— Material to process —

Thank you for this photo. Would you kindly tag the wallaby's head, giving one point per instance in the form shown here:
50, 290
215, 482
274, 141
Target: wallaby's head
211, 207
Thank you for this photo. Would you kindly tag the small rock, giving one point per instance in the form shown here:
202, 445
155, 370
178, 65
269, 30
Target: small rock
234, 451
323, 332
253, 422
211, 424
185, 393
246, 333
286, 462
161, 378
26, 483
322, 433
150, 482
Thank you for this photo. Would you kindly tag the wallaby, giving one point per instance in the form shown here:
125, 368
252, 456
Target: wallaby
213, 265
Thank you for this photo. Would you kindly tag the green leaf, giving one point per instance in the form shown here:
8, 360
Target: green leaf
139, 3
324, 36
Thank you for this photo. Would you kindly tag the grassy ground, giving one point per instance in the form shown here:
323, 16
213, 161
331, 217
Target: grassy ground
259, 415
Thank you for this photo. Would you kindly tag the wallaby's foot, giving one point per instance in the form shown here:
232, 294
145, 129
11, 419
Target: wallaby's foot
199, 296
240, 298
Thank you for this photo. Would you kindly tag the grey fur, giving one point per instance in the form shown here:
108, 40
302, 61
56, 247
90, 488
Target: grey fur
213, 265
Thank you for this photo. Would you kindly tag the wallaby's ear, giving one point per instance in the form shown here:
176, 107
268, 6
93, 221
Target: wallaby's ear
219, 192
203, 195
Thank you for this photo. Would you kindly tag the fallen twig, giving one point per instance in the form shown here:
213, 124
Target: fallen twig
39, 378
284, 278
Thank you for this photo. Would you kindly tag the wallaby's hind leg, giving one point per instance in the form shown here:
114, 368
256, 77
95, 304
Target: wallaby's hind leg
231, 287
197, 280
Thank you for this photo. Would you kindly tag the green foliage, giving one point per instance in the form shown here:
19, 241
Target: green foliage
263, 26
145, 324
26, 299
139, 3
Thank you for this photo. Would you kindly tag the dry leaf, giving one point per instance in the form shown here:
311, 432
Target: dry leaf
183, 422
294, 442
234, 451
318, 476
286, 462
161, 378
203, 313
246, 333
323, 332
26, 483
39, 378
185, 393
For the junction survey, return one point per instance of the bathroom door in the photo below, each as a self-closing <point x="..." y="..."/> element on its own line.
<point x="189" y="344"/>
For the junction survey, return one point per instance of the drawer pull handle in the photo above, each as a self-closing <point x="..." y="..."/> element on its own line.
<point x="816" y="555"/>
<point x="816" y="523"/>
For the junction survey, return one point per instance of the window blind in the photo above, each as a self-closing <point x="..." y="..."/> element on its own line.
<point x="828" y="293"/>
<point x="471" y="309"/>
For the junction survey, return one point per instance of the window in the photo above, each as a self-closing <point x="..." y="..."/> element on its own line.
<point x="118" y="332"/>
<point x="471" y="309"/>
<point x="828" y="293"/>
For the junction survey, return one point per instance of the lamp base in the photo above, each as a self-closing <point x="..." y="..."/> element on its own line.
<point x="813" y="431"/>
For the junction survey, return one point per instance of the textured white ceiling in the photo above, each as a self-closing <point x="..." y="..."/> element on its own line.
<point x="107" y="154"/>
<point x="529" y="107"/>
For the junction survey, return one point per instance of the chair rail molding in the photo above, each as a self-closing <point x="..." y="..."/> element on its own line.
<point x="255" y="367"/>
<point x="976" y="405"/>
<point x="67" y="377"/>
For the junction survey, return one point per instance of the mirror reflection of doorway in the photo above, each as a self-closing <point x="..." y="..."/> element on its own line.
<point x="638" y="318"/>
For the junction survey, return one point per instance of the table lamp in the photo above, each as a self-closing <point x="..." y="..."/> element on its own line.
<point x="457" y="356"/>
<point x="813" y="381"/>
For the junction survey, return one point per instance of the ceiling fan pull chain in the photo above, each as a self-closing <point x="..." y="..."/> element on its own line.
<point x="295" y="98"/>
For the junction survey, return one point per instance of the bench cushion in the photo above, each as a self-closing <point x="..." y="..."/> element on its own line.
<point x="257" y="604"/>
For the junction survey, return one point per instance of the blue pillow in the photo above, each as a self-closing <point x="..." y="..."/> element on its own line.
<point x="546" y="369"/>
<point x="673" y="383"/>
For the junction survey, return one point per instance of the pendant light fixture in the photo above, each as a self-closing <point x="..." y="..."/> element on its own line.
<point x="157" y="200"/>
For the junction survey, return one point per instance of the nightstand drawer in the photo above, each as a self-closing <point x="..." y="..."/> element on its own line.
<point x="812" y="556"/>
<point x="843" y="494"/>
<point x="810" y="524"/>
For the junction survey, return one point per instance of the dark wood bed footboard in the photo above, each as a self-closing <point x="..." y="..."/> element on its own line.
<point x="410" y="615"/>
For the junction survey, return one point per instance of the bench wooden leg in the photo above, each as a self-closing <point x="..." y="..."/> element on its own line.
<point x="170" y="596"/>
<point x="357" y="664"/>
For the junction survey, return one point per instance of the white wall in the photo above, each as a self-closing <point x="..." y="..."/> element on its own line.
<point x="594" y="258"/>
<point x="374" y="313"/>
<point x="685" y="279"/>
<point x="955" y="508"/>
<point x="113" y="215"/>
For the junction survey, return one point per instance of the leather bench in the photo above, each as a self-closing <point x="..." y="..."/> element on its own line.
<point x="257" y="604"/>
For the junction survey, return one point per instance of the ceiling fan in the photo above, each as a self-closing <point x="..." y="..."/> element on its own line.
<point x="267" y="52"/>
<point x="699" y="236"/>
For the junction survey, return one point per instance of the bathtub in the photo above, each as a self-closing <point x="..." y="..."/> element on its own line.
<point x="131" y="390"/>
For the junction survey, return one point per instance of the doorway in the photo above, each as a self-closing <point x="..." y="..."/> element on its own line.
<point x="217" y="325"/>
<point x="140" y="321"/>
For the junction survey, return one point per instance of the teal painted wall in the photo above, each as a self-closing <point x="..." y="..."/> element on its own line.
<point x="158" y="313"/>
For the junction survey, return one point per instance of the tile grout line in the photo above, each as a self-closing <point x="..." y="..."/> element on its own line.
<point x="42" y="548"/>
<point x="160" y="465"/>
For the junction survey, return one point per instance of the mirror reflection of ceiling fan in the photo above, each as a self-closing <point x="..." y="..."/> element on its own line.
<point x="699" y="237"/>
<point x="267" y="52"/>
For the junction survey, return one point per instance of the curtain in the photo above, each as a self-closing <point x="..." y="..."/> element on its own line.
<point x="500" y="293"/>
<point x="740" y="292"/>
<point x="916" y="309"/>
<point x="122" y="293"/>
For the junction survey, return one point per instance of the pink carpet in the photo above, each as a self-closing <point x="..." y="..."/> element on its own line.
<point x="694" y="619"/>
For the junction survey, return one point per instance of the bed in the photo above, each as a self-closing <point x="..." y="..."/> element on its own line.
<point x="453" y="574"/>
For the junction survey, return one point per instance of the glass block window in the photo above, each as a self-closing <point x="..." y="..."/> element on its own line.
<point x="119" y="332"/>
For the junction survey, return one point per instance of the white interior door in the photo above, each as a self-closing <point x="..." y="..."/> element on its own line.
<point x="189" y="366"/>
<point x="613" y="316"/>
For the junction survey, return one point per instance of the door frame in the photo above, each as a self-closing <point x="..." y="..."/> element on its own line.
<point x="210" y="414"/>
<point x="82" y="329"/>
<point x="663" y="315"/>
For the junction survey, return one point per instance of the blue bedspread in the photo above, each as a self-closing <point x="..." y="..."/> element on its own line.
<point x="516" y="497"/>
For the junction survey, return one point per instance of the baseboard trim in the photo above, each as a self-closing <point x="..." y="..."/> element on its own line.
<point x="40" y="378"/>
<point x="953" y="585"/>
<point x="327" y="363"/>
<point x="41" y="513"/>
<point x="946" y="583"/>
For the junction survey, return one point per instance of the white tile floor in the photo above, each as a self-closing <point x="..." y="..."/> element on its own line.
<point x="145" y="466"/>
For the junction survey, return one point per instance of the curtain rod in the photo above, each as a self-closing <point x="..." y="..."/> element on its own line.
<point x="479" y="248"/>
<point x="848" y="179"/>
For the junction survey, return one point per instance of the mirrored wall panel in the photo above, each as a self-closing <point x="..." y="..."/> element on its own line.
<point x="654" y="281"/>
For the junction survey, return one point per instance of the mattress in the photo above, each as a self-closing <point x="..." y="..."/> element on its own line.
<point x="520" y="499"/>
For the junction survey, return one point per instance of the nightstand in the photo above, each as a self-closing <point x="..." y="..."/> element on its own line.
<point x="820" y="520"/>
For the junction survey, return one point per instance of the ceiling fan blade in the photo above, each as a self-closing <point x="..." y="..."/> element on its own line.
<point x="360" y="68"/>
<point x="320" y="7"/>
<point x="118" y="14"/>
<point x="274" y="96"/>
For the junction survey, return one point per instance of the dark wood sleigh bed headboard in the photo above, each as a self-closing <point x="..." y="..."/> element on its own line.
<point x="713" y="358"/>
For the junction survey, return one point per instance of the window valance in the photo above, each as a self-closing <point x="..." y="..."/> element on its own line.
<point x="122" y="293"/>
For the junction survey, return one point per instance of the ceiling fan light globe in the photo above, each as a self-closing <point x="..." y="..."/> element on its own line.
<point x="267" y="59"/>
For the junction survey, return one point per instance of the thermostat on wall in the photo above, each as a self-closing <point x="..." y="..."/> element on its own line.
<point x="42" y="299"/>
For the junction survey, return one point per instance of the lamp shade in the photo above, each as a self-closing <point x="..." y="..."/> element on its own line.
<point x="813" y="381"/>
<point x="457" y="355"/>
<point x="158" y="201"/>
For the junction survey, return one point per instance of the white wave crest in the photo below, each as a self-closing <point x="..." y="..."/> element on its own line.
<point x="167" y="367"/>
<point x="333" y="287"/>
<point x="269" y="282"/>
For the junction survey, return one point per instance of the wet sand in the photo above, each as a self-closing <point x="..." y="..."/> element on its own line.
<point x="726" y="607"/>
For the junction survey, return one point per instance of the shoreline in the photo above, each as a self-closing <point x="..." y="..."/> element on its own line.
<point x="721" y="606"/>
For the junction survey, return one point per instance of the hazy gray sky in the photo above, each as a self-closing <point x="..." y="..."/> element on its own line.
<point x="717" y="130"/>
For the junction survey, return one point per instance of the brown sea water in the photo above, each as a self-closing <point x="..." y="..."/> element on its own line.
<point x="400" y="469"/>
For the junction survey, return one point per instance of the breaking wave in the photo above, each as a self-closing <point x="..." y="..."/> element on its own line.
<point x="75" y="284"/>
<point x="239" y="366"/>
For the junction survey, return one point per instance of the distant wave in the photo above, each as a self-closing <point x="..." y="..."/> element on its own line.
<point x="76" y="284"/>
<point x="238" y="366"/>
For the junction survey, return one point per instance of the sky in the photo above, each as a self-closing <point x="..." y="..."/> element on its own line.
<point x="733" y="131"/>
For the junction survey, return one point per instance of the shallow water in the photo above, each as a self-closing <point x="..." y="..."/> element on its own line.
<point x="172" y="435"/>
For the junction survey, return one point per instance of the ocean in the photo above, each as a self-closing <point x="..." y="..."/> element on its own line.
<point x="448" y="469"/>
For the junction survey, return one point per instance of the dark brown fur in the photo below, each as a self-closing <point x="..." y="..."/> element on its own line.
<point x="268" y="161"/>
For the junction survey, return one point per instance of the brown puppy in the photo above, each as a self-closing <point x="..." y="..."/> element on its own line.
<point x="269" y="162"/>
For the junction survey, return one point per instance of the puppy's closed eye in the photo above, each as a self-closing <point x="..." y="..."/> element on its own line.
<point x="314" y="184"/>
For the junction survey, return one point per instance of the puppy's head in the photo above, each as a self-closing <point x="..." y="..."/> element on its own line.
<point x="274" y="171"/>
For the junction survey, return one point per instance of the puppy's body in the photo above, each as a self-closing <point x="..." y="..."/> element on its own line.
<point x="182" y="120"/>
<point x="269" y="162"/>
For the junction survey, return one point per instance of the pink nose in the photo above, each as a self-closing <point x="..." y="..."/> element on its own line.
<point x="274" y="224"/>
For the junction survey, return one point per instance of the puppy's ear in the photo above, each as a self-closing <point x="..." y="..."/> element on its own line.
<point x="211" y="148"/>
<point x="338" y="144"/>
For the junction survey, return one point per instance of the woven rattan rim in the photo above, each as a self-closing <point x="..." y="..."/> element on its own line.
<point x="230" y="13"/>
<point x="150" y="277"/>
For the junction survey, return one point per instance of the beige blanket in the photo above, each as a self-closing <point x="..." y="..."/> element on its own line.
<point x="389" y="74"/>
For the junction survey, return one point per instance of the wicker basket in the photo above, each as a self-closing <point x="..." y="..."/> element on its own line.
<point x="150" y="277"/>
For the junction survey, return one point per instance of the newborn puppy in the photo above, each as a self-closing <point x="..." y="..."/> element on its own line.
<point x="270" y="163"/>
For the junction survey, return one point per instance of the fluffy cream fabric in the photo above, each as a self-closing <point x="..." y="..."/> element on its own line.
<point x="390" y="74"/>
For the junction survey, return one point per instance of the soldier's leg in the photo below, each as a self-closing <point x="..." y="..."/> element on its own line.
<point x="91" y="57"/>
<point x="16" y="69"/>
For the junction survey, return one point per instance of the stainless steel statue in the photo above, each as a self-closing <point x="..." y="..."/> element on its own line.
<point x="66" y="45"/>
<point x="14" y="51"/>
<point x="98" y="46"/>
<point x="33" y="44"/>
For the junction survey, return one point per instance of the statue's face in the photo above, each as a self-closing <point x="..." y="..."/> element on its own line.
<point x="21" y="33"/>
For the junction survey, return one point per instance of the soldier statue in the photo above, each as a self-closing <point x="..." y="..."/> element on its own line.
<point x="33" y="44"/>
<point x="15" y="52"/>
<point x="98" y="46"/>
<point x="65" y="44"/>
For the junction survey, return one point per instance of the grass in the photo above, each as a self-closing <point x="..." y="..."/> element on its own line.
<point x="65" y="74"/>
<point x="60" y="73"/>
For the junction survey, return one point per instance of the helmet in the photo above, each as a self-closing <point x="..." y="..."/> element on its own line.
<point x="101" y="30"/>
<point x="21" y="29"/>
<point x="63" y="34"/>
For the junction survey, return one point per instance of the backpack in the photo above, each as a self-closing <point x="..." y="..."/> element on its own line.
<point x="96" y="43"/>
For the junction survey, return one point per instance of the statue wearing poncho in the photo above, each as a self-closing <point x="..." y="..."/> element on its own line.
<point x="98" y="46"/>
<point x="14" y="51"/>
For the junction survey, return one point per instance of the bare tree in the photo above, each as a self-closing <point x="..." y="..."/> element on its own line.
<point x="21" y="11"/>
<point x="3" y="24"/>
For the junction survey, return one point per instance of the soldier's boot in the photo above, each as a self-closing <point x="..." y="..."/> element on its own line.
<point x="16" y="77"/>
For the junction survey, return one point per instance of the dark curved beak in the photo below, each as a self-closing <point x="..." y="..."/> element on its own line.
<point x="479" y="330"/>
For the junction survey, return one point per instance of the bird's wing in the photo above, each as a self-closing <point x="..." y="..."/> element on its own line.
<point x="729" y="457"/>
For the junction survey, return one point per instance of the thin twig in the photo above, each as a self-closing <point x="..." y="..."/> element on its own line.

— What the task asks —
Repeat exactly the lines above, starting with the line that contains "the dark curved" and ending with the last line, both included, and nothing else.

— Problem solution —
For the junction survey, return one point per instance of the dark curved beak in the photo below, each as a self-closing <point x="..." y="..."/> element on its own line.
<point x="479" y="330"/>
For the junction survey, return one point per instance of the bird's wing in the photo above, each as a self-closing <point x="..." y="..."/> element on its own line.
<point x="729" y="457"/>
For the junction survey, return one point per instance of the thin twig in the photo above, each as a self-closing <point x="..." y="..."/> element on its own line.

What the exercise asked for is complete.